# START OF Provided text

Senior Ukrainian officials are warning that Russia is intent on destabilizing neighbouring Moldova with the aim of creating a new front for both Ukraine and its allies in the West to worry about.

On Tuesday thousands of anti-government protesters – many of them supporters of a pro-Russian politician – took to the streets of Chisinau, the Moldovan capital, for the second time in nine days, calling for the pro-Western government of President Maia Sandu to resign. Ms. Sandu has said she believes Russia is preparing to carry out a coup d’état in her country, an assessment that’s shared by Kyiv.

“Russia is investing a lot to create pressure on Maia Sandu and to arrange a classic coup via street protests. Russia is sending specialists from their special services who are experts in street provocations, just like we saw in northern Kazakhstan,” said Mykhailo Podolyak, an adviser to Ukrainian President Volodymyr Zelensky, in an interview.

Mr. Podolyak was referring to the violent protests of January, 2022, that ended with the Russian-led Collective Security Treaty Organization deploying “peacekeepers” into the Central Asian republic.

# END OF Provided text
# START OF Information shown

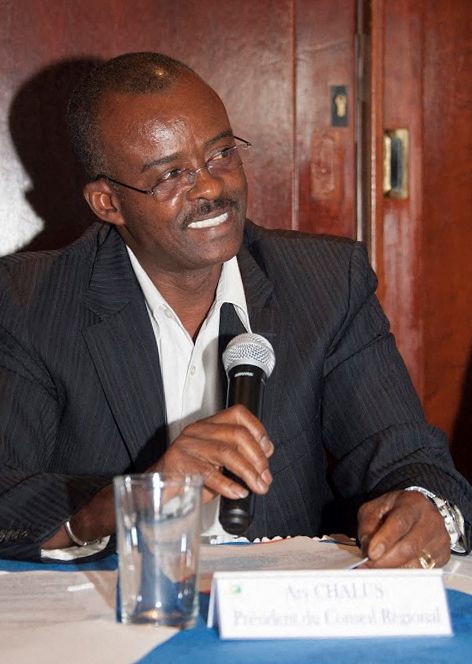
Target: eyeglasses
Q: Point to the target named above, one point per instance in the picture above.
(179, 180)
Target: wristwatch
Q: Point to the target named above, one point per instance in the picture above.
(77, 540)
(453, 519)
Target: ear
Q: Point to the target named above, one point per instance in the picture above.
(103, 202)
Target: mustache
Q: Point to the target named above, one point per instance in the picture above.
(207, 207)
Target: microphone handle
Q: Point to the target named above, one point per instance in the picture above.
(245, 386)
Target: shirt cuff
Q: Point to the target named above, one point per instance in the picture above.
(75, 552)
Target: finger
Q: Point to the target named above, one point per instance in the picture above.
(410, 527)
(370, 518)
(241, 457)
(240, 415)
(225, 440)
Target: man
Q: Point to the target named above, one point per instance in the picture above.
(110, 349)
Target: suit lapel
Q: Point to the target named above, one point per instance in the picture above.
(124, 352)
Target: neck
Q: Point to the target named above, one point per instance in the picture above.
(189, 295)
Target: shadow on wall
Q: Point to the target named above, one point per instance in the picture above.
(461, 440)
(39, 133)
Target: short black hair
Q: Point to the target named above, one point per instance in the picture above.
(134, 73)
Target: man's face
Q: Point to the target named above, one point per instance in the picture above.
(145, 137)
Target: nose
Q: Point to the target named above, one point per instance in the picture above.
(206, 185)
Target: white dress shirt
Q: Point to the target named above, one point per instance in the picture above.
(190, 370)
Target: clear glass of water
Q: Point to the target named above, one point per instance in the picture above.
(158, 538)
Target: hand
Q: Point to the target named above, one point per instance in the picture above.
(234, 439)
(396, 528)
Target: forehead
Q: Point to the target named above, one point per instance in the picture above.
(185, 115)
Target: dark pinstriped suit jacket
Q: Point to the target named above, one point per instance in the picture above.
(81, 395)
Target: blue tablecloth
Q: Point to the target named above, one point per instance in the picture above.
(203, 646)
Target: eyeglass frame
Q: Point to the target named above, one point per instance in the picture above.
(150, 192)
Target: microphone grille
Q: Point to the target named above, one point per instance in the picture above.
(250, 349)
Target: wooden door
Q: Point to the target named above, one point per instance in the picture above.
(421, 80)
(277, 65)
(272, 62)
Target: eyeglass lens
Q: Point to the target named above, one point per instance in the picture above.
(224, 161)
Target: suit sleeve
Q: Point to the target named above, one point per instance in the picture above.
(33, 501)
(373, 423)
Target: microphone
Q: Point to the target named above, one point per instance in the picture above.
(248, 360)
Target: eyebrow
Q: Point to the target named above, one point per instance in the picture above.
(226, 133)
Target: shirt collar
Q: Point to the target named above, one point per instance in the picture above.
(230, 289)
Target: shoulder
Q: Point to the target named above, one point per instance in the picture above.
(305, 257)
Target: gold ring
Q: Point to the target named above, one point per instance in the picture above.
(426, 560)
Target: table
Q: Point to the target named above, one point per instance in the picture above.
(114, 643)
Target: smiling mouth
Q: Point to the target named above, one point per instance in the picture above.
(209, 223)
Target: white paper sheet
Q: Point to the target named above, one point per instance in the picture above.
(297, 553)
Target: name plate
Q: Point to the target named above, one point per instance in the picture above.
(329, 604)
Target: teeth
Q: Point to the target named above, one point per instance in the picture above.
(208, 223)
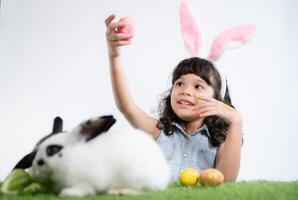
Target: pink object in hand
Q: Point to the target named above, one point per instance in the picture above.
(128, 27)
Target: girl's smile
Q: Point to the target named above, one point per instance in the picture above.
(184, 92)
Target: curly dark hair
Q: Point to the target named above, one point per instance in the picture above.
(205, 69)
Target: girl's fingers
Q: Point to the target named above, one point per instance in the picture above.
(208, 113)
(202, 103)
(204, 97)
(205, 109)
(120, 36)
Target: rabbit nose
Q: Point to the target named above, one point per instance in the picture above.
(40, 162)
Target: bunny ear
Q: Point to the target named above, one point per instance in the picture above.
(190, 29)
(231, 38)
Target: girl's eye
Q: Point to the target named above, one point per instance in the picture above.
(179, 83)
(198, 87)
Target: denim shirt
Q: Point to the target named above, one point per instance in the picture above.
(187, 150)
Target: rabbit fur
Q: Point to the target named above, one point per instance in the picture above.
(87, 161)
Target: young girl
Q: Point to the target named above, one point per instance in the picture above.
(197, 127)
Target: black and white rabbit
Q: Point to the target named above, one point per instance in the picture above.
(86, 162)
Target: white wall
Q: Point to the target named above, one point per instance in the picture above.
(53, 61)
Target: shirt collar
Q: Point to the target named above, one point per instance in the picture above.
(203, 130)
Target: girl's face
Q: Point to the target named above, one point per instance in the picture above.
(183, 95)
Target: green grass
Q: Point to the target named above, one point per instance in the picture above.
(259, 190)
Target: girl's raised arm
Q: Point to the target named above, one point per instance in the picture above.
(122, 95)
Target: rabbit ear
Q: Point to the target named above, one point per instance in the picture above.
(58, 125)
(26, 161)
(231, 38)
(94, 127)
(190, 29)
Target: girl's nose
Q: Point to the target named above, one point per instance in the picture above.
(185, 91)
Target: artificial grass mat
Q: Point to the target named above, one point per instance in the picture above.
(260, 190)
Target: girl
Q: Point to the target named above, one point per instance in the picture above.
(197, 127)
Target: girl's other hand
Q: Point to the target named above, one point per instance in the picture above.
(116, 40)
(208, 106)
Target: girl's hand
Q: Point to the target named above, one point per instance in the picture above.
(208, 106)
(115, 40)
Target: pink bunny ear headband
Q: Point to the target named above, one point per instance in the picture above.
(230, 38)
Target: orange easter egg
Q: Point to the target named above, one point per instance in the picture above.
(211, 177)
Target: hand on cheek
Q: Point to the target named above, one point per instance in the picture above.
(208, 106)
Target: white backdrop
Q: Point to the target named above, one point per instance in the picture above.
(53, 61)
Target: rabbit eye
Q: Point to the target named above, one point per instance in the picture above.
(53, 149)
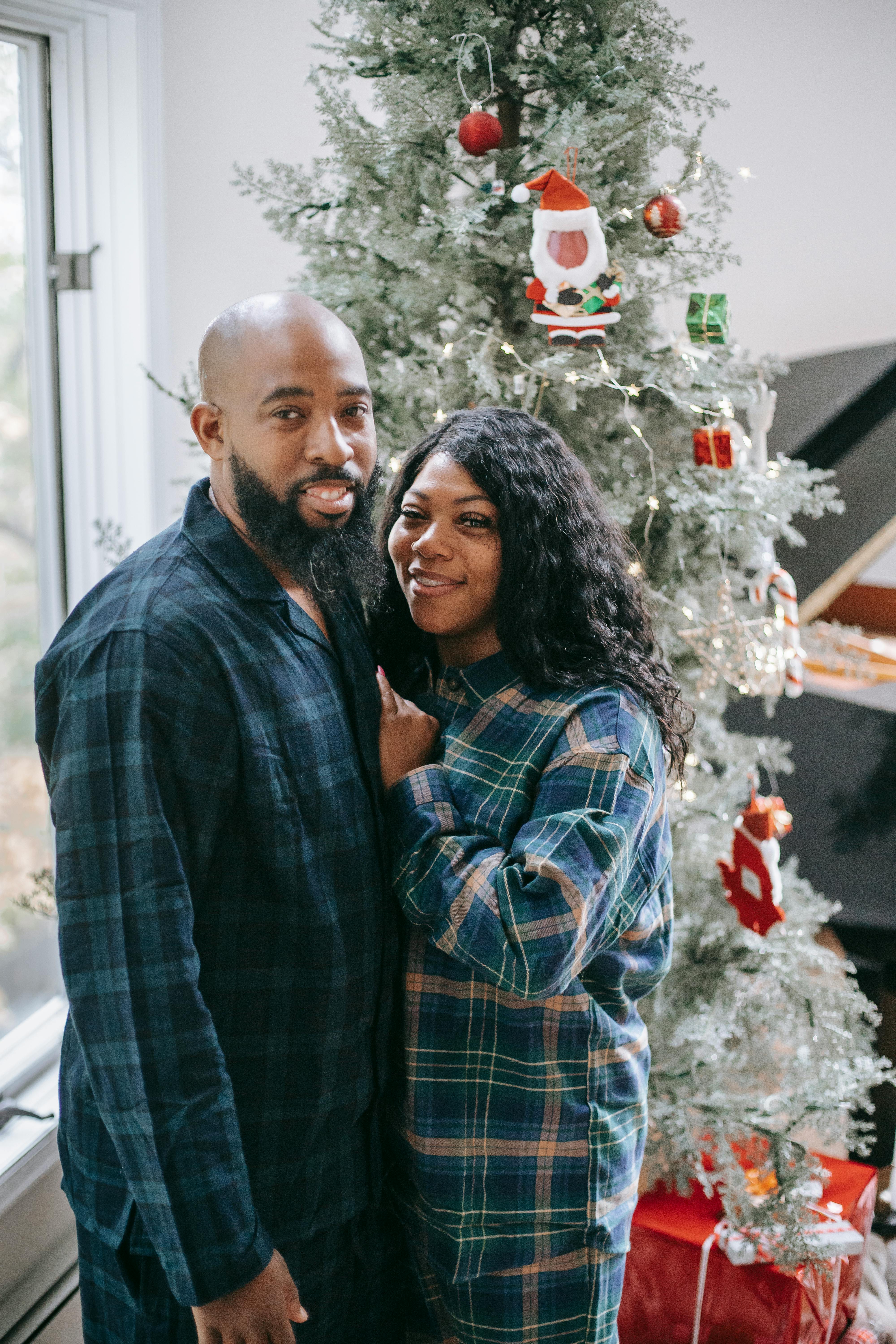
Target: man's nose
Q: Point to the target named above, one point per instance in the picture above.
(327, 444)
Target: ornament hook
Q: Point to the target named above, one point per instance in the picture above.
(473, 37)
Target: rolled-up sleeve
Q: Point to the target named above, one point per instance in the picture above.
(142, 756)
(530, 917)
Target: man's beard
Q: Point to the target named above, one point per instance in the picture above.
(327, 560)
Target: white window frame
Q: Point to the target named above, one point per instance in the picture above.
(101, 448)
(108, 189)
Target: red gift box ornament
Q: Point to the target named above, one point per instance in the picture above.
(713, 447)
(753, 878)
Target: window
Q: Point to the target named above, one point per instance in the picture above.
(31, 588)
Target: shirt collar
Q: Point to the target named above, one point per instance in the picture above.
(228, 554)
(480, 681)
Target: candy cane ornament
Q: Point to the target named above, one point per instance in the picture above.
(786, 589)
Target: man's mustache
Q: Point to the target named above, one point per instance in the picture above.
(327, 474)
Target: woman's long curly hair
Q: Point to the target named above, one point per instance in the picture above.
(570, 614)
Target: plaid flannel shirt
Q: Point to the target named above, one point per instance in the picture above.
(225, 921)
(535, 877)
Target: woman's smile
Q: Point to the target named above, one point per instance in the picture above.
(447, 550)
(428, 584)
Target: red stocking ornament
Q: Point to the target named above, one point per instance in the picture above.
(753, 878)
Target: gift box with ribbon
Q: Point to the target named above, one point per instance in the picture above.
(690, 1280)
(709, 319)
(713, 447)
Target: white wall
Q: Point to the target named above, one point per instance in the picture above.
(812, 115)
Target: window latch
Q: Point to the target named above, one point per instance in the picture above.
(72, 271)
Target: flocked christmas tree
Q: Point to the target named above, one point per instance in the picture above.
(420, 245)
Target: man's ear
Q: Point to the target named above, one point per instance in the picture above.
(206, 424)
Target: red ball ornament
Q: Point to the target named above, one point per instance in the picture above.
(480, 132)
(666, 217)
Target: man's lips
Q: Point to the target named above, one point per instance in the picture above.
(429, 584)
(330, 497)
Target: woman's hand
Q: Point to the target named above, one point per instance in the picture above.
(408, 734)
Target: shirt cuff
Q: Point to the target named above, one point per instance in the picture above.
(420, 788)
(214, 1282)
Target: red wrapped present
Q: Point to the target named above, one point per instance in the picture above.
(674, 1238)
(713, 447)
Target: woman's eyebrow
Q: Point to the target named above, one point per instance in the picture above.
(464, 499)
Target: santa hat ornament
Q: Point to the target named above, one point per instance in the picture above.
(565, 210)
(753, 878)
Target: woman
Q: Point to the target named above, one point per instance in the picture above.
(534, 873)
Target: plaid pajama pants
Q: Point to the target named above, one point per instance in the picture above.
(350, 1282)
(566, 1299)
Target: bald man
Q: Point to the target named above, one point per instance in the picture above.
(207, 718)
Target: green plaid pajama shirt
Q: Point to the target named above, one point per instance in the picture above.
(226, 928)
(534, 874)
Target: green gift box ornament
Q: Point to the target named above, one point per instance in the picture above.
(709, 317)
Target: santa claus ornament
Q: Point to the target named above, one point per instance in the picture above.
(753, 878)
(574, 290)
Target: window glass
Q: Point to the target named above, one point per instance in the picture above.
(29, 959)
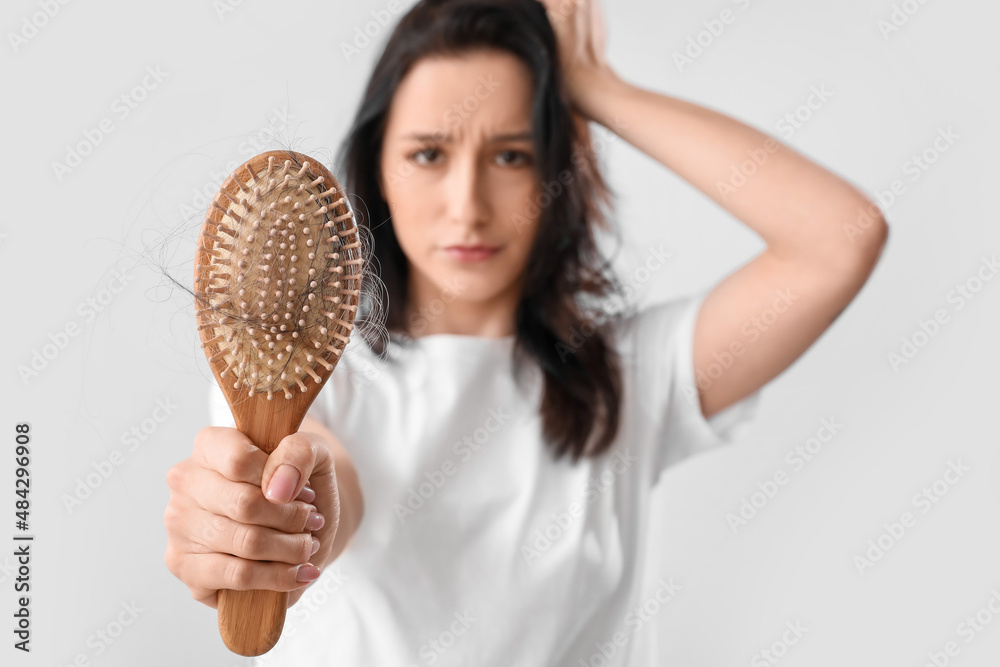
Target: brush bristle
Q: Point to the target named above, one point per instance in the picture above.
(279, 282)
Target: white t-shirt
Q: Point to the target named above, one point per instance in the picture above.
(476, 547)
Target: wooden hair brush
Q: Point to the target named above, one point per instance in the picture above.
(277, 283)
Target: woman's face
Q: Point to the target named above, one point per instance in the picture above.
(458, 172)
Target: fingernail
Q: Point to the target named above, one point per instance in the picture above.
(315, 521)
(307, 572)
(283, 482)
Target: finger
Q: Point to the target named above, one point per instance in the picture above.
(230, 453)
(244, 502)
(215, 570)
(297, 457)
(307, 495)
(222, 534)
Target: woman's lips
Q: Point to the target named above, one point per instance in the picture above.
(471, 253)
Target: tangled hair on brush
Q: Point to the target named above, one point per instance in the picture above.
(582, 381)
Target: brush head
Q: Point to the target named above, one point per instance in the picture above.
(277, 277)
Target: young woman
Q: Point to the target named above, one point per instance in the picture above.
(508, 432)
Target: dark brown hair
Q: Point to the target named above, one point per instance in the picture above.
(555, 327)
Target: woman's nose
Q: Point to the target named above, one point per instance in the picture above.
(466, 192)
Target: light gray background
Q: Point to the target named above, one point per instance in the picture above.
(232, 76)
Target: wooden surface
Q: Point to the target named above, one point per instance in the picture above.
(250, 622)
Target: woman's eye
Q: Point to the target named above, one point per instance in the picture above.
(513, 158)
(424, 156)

# END OF Information shown

■ Exercise task 1 ■
According to the Moldova text, what are the protesters in Chisinau demanding?
■ Exercise task 2 ■
From the Moldova text, reproduce everything from "On Tuesday thousands" down to "shared by Kyiv.".

■ Complete response 1 ■
They are demanding that the pro-Western government of President Maia Sandu resign.

■ Complete response 2 ■
On Tuesday thousands of anti-government protesters – many of them supporters of a pro-Russian politician – took to the streets of Chisinau, the Moldovan capital, for the second time in nine days, calling for the pro-Western government of President Maia Sandu to resign. Ms. Sandu has said she believes Russia is preparing to carry out a coup d’état in her country, an assessment that’s shared by Kyiv.